SELECTED PASSAGE:

※

July 26, 2021
Home  »  Website  »  Sports  » Interviews  »  'Our Batting Is A Worry'

'Our Batting Is A Worry'

'We are heavily dependent on the top order and do not bat too deep down,' avers the former skipper

Google + Linkedin Whatsapp
Follow Outlook India On News
'Our Batting Is A Worry'
'Our Batting Is A Worry'
Sri Lanka's World Cup winning captain Arjuna Ranatunga says the present team's lack of depth in batting was a worrying factor ahead of Saturday's World Cup final against Australia.

Ranatunga said the team was heavily dependent on the top order and did not bat too deep down.

"I'm still a bit worried about the batting though not so about the bowling," said Ranatunga as he indulgently looked at Mahela Jayawardene's side looking to emulate his 1996 feat after almost a decade.

The former batsman praised veteran Sanath Jayasuriya, who had shown commitment in terms of his performance and fitness and was still going strong even though he is nearing 400 matches in one-day internationals.

"Sanath has really shown commitment. His batting has improved and he is matching the youngsters in fitness. But the batting is heavily dependent on the top order," he said.

※

RECORDED INFORMATION:

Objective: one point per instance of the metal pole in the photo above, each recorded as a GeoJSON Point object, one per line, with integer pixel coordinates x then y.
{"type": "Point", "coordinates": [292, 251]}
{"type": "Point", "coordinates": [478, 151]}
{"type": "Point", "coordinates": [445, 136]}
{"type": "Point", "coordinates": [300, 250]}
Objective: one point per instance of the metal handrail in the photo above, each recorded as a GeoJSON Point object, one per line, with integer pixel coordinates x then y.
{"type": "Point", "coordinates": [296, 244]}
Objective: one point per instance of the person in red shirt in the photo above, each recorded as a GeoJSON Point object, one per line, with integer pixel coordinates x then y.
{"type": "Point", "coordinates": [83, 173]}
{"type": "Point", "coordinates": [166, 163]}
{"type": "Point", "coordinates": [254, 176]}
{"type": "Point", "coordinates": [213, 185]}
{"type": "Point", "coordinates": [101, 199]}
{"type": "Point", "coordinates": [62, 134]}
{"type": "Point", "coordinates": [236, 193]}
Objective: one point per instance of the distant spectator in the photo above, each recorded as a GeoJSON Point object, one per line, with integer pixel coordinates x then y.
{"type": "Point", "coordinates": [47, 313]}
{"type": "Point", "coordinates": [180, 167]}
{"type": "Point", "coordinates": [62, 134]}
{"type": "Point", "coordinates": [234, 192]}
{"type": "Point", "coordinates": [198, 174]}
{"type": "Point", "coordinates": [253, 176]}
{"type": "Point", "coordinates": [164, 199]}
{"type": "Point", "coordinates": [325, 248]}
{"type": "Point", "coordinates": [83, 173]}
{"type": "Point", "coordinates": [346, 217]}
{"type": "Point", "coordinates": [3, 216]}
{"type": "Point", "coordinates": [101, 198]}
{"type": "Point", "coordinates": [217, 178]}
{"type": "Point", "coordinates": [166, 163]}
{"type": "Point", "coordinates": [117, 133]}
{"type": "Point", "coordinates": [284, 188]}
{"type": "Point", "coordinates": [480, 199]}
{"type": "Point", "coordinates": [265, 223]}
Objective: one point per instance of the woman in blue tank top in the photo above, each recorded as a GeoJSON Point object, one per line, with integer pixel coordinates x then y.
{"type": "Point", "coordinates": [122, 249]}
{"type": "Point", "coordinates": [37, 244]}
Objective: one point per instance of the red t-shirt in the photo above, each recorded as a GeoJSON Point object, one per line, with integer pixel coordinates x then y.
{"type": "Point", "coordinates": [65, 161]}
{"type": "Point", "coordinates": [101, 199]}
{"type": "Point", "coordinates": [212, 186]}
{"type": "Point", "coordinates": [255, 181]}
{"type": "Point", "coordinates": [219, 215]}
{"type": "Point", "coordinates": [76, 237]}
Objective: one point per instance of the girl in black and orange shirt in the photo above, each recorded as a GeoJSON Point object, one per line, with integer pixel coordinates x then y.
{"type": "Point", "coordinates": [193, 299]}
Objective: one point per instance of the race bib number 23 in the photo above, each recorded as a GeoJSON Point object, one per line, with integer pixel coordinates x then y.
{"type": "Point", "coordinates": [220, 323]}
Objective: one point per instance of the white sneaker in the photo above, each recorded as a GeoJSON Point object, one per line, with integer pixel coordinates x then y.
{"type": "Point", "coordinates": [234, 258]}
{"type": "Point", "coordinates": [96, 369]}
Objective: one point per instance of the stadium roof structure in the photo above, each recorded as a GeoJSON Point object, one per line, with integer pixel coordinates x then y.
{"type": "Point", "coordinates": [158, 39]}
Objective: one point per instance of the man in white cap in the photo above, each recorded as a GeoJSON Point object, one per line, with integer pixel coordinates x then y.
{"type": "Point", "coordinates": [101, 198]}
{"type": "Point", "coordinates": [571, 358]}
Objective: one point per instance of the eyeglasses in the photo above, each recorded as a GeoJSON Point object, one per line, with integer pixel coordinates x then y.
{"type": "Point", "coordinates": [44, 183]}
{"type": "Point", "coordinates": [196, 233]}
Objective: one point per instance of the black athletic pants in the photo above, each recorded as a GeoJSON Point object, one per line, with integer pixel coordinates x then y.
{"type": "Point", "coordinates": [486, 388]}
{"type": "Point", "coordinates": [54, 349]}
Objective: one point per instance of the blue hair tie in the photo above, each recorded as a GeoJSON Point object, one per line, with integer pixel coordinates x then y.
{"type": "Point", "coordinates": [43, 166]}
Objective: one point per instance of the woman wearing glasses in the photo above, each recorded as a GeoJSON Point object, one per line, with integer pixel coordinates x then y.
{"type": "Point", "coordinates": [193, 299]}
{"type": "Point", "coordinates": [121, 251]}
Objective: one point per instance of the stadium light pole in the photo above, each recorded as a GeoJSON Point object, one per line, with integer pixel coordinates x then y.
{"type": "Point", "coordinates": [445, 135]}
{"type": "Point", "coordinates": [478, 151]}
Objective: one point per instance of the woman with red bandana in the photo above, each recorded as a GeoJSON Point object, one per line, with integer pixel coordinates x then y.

※

EXERCISE DETAILS: Reproduce the part of the Ranatunga article verbatim, starting with "July 26, 2021" and going on through "final against Australia.".

CORRECT ANSWER:
July 26, 2021
Home  »  Website  »  Sports  » Interviews  »  'Our Batting Is A Worry'

'Our Batting Is A Worry'

'We are heavily dependent on the top order and do not bat too deep down,' avers the former skipper

Google + Linkedin Whatsapp
Follow Outlook India On News
'Our Batting Is A Worry'
'Our Batting Is A Worry'
Sri Lanka's World Cup winning captain Arjuna Ranatunga says the present team's lack of depth in batting was a worrying factor ahead of Saturday's World Cup final against Australia.